日本特有の現場の叩き上げというのは、もちろん、日本の長所であり欠点にもなる。日本陸軍の強さは、叩き上げの現場の力にあって、兵士は一流、将校は三流というのが極めて妥当な評価であって、そのような現場力でアメリカと戦い抜いたのである。

 

近代という工業技術は、人間の力を大きく凌駕したため、その戦闘は悲惨を極めたが、その顛末は、現場の力では決して跳ね返せない壁があることを当時の日本人に、メンタリティの奥底にまで叩き込んだ。

 

この経験が、戦後の復興の原動力になったのは間違いなく、工業力、特にエンジンやシステムに対する敗北感に対して、生き残った人々は敏感すぎるほどに先鋭化された感性を持っていた。それは数世代に渡ってよく受け継がれたが、その後の社会変化も伴い、この国から消えさった。

 

そういう根拠を失った世代が取るのは二つの道しかない。現場で叩き上げた自分の力を信じるか、そうでなければ、無知蒙昧なまでに日本の伝説や伝統という空虚なものへ依存する。

 

指原莉乃という人がその立ち回りや瞬発力からして現場で鍛えられた叩き上げの人であることは間違いない。自分に降りかかった災難をチャンスとしてきた人である。その危機回避能力に人々は惹かれた。AKBに人々が求める本質はひとつである。あれだけの集団の中から頭ひとつ抜きんでた生存戦略とはどういうものか。

● **抽出一覧**
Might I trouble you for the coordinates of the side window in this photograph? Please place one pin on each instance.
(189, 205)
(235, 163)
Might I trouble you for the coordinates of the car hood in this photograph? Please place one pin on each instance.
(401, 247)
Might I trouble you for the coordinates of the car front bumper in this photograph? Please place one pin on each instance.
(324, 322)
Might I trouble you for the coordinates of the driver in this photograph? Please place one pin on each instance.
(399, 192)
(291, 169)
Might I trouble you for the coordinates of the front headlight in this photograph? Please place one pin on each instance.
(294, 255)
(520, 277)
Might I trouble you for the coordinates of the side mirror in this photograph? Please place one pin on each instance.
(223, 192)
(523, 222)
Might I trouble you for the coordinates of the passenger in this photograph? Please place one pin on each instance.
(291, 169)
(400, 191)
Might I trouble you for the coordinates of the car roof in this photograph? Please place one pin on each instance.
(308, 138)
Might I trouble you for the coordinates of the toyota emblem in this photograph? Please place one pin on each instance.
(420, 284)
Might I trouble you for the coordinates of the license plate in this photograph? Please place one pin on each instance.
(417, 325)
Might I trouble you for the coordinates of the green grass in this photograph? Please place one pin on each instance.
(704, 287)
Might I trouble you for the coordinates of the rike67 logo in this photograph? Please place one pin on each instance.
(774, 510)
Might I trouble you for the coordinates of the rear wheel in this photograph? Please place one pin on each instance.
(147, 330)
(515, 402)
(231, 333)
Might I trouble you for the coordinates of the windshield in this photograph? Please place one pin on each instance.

● **課題の説明**
本文によると、日本陸軍の強さは何にあったとされていますか。

● **正しい出力**
叩き上げの現場の力にあったとされています。